**Collected data entries:**
--------------------------------------------------
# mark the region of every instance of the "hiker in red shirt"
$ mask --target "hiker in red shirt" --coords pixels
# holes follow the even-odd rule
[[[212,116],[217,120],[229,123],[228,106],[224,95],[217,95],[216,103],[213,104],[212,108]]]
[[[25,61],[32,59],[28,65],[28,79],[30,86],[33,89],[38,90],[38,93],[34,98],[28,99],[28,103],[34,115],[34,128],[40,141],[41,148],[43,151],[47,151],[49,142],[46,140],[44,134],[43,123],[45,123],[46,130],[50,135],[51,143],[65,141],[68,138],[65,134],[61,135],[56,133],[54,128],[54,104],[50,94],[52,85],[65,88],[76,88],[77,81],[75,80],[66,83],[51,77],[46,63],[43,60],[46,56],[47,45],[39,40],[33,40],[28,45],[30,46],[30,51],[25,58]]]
--------------------------------------------------
**GIVEN REQUEST:** Using the data above, output each line exactly.

**EXERCISE SOLUTION:**
# mark the region of every instance of the "hiker in red shirt"
$ mask --target "hiker in red shirt" --coords pixels
# holes follow the even-odd rule
[[[212,116],[217,120],[229,123],[228,106],[224,95],[217,95],[216,103],[213,104],[212,108]]]
[[[25,61],[32,59],[28,65],[28,79],[30,86],[33,89],[38,90],[38,93],[34,98],[28,99],[28,103],[34,115],[34,128],[40,141],[41,148],[43,151],[47,151],[49,142],[46,140],[44,134],[43,123],[45,123],[46,130],[50,135],[51,143],[65,141],[68,138],[65,134],[61,135],[56,133],[54,128],[54,104],[50,94],[52,85],[65,88],[76,88],[77,81],[75,80],[66,83],[51,77],[46,63],[43,60],[46,56],[47,45],[39,40],[33,40],[28,45],[30,46],[30,51],[25,58]]]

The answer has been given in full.